▸ Page excerpt:
┌────────

Geometric Interpretation

Geometry of Vectors

Vectors have two common geometric interpretations:

Vectors as Points in Feature Space: In this interpretation, we consider vectors as points in a space with a fixed reference point called the origin.
Vectors as Displacement: In this interpretation, we consider vectors as displacements between points in space.

1. Vectors as Points in Feature Space

Given a vector, the first interpretation that we should give it is as a point in space.

In two or three dimensions, we can visualize these points by using the components of the vectors to define the location of the points in space compared to a fixed reference called the origin. This can be seen in the figure below.

└────────

▸ Dataset extract:

┌────────

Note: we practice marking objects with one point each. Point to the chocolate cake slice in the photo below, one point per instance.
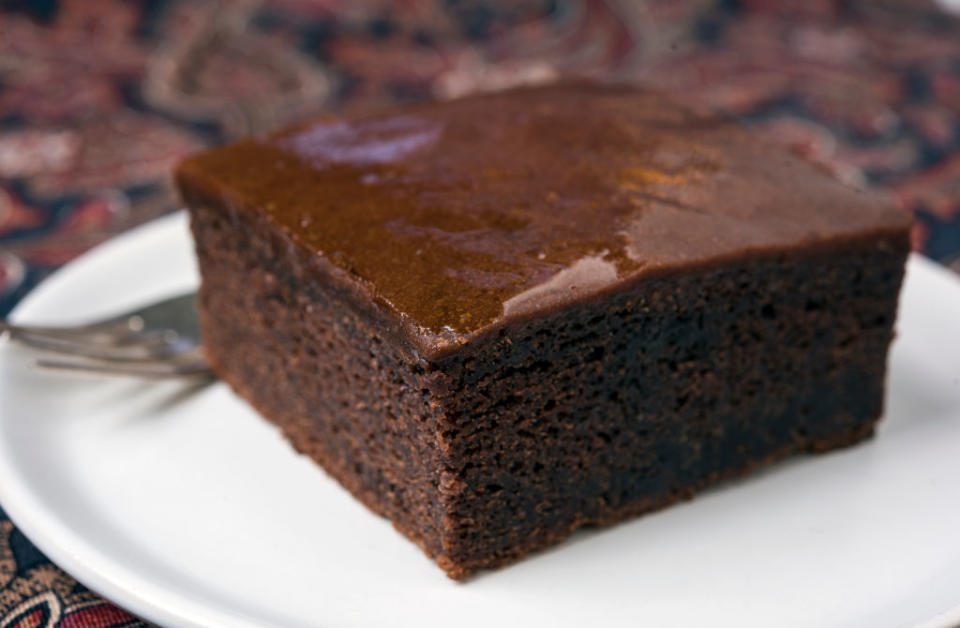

└────────

Pick up the text on vector geometry after its last sentence and continue writing it. The data was taken from a different source than the text on vector geometry.

This geometric point of view allows us to consider the problem on a more abstract level. No longer faced with some insurmountable seeming problem like classifying pictures as either cats or dogs, we can start considering tasks abstractly as collections of points in space and picturing the task as discovering how to separate two distinct clusters of points.

import pandas as pd 
from matplotlib import pyplot as plt

plt.style.use('dark_background')

plt.xlim(-3, 3)
plt.ylim(-3, 3)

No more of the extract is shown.